## TUGAS WAJIB A
Tampilkan semua baris yang memuat kata "wheel". Huruf besar dan kecil dibedakan.

## KUTIPAN TEKS
Mafia Kursi, Mafia Renovasi, Mafia
lagi….
Polemik
perenovasian ruangan Badan Anggaran DPR menimbulkan banyak pertanyaan
disana-sini. Salah satunya adalah mengapa anggaran perenovasian ruang Badan
Anggaran DPR bisa mencapai Rp 20,3 miliar untuk ruangan seluas 800 meter
persegi sedangkan Mahkamah Agung sanggup merenovasi tiga lantai ruangannya
hanya dengan anggaran Rp 10,24 miliar? Sebuah fakta yang kontradiktif dan
kontroversial.
Jika dipikirkan dengan logika
pasti anggaran renovasi ruangan Badan Anggaran tidak bisa dinalar karena
ruangan yang seluas 800 meter persegi menghabiskan biaya Rp 20,3 miliar. MA
saja dapat merenovasi tiga lantai ruangannya dengan anggaran separuh dari
anggaran Banggar yaitu Rp 10,24 miliar. Dari segi luasnya saja sudah tidak bisa
dinalar. Ruangan yang besar saja biayanya lebih sedikit, kok ruangan yang kecil
menghabiskan anggaran yang lebih besar.
Pasti muncul pertanyaan kok bisa
segitunya? Menurut Surat permintaan dari Banggar DPR yang disampaikan pada Juli
dan Agustus 2011, pihak Banggar DPR meminta agar disediakan ruangan yang lebih
representatif. Tetapi jika dilihat-lihat sepertinya itu bukan ruangan
representatif tetapi lebih mirip ruangan mewah untuk memanjakan para anggota
Banggar DPR. Padahal pembangunan itu dananya darimana? Ya, dari uang rakyat.
Seperti kata pepatah hemat pangkal kaya itu tidak berlaku bagi perenovasian
ruang Banggar DPR ini, lebih tepatnya kalau pepatah itu diganti kaya pangkal
hura-hura karena uang rakyat hanya digunakan untuk hura-hura. Duh, DPR!
Anggaran
renovasi, mafia renovasi kah?

Data anotasi berbasis titik

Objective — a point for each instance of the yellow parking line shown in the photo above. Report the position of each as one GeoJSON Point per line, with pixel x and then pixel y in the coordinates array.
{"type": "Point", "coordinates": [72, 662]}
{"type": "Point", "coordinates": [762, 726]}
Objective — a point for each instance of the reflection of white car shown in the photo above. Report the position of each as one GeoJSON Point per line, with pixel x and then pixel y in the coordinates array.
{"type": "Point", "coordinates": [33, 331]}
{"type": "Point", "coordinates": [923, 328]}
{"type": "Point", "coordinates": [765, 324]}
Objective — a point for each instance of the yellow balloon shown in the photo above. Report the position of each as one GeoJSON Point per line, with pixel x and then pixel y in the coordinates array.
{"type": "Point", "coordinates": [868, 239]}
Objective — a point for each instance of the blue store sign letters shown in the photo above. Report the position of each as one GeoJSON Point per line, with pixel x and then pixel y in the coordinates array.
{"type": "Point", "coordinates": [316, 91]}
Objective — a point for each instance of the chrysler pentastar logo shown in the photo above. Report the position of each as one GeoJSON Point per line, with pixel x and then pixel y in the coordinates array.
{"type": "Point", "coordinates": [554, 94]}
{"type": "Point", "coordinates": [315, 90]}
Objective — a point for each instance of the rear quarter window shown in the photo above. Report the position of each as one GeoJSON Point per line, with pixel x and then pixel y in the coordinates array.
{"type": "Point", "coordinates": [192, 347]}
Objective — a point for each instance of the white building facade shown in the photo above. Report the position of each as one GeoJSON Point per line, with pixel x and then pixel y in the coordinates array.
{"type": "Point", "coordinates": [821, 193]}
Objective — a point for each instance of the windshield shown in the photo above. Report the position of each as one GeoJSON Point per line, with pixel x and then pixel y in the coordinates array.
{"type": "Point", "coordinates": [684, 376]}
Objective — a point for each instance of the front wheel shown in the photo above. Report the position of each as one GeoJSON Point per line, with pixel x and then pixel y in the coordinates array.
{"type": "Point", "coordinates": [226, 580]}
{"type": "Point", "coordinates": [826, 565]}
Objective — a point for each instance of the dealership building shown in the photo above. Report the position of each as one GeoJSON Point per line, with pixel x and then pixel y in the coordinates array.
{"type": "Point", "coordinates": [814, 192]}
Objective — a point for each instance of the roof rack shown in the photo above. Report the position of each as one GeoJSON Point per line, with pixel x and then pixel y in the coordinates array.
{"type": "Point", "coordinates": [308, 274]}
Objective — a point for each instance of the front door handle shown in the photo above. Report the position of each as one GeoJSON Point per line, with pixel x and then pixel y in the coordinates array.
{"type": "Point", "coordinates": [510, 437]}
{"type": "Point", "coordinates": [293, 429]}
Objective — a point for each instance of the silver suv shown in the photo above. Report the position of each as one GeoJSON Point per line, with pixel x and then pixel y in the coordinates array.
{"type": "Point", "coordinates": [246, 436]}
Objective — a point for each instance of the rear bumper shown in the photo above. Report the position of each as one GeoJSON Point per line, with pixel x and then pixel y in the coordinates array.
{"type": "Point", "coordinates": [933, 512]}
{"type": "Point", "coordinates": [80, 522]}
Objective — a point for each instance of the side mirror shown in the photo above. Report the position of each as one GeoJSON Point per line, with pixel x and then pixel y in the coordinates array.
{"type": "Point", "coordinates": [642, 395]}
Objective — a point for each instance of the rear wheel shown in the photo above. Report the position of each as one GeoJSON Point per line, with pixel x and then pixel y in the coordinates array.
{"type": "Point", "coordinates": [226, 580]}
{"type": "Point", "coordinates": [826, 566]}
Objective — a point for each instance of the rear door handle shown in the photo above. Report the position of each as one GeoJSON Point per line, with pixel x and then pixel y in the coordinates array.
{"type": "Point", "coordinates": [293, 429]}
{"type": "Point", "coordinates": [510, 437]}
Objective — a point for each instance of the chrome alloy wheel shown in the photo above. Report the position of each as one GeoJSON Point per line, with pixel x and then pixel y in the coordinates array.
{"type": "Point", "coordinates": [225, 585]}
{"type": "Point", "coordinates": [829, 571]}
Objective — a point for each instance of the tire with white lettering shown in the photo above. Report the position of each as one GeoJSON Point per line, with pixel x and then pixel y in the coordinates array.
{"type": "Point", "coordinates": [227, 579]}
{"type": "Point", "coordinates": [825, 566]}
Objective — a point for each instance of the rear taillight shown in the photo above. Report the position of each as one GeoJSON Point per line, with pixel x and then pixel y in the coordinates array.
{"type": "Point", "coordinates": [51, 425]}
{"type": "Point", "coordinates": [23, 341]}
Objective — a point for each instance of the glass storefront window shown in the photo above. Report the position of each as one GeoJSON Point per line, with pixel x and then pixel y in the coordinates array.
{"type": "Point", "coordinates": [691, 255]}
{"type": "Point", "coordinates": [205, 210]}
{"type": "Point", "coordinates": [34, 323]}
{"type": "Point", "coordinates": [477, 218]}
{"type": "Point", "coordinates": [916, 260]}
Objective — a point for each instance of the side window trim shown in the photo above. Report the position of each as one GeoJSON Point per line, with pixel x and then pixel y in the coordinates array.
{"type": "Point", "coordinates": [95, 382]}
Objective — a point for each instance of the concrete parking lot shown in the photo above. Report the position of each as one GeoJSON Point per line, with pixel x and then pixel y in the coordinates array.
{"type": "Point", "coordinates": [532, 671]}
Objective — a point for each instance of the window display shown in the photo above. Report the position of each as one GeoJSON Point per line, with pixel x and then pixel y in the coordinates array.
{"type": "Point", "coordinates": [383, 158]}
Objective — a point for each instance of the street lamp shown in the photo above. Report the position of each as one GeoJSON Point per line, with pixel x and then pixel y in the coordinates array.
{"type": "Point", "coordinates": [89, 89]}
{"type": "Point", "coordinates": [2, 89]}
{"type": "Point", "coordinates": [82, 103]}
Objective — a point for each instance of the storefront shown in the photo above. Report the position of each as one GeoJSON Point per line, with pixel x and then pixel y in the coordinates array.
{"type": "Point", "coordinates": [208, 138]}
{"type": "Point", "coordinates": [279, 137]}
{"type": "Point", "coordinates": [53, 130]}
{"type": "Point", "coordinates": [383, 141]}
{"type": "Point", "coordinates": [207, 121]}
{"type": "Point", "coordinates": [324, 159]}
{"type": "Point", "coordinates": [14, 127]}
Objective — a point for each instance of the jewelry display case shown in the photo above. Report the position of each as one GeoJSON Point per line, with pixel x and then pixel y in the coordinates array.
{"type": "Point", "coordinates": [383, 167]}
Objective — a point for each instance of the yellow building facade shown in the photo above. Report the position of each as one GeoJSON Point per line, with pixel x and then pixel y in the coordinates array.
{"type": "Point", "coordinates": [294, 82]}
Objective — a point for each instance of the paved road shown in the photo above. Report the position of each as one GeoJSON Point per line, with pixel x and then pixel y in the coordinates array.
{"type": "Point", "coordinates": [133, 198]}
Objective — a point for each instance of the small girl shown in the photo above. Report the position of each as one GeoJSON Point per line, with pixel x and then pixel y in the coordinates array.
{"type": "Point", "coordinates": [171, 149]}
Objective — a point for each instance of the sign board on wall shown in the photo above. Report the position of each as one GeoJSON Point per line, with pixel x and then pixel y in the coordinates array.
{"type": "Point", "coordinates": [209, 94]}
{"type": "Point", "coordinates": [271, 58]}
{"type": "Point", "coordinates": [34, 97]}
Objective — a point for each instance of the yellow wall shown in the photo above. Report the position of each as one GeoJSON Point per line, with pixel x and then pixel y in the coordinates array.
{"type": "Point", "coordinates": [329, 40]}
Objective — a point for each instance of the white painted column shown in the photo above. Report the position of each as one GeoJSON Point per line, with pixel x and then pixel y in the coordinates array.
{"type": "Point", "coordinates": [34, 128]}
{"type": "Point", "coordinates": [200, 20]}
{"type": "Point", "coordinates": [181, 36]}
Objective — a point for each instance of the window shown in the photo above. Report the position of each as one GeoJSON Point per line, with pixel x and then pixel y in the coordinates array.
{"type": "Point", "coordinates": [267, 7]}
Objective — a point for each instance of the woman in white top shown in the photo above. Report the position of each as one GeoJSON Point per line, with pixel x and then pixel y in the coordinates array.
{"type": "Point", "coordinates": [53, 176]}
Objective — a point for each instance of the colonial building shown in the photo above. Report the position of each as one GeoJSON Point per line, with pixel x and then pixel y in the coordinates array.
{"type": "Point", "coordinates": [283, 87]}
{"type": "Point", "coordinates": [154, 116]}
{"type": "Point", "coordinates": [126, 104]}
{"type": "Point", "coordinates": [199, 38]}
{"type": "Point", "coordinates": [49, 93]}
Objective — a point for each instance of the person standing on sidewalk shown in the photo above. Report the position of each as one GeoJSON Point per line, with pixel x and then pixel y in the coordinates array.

## TUGAS WAJIB B
Menurut teks tentang renovasi ruang Banggar DPR, berapa anggaran yang dipakai Mahkamah Agung untuk merenovasi tiga lantai ruangannya?

## JAWABAN BENAR A
Objective — a point for each instance of the front wheel shown in the photo above. Report the position of each as one GeoJSON Point per line, with pixel x and then pixel y in the coordinates array.
Objective — a point for each instance of the rear wheel shown in the photo above. Report the position of each as one GeoJSON Point per line, with pixel x and then pixel y in the coordinates array.
Objective — a point for each instance of the chrome alloy wheel shown in the photo above. Report the position of each as one GeoJSON Point per line, with pixel x and then pixel y in the coordinates array.

## JAWABAN BENAR B
Rp 10,24 miliar.